Required work: Report each line of the listing below that contains the word "positive", copying every such line in full.

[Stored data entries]
=====

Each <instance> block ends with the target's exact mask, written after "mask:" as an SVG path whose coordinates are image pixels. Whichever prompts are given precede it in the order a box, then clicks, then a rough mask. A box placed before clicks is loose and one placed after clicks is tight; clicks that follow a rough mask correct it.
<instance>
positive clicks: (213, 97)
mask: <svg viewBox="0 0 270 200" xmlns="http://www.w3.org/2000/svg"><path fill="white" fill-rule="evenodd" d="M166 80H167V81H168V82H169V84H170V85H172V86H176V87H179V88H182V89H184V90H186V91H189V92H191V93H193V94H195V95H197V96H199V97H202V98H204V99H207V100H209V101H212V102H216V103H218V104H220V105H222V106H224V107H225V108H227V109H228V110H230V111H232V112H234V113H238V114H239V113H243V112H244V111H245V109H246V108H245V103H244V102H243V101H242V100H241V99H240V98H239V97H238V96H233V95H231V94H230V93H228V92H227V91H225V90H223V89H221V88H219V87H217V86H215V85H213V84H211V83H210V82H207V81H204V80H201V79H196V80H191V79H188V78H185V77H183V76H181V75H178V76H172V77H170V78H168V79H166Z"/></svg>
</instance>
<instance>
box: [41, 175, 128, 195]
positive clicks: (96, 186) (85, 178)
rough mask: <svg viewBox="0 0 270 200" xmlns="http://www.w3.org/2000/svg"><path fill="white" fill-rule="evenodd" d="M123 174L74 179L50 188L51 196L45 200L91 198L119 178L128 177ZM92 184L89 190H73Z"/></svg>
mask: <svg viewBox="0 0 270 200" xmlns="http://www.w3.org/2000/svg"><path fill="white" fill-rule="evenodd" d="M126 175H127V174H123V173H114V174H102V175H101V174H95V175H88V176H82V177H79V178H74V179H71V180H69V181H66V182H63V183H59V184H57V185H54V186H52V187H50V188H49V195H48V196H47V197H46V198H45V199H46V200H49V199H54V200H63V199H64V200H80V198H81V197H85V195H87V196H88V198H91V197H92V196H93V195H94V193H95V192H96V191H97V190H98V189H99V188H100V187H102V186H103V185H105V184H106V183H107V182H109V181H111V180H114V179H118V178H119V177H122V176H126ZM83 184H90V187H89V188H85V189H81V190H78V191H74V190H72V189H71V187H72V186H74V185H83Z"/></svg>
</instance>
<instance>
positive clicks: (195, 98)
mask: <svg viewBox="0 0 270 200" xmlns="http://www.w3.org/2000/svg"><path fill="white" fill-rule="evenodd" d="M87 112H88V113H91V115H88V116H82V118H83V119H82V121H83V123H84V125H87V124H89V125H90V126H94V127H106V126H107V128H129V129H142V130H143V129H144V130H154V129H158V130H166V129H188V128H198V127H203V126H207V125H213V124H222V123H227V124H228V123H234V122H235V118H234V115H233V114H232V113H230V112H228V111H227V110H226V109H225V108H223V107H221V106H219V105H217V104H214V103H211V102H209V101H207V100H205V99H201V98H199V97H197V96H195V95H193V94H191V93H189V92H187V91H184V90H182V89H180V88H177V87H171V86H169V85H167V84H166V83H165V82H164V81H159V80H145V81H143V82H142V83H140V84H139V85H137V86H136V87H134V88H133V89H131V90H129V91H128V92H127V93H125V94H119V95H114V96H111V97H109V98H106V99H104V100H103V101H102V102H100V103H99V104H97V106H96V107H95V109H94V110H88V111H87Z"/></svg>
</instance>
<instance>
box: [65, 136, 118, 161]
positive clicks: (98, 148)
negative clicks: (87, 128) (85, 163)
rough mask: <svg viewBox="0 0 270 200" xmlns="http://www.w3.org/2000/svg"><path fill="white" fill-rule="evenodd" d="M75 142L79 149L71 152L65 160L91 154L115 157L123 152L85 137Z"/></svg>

=====

Exercise result:
positive clicks: (213, 97)
positive clicks: (96, 186) (85, 178)
positive clicks: (195, 98)
positive clicks: (98, 148)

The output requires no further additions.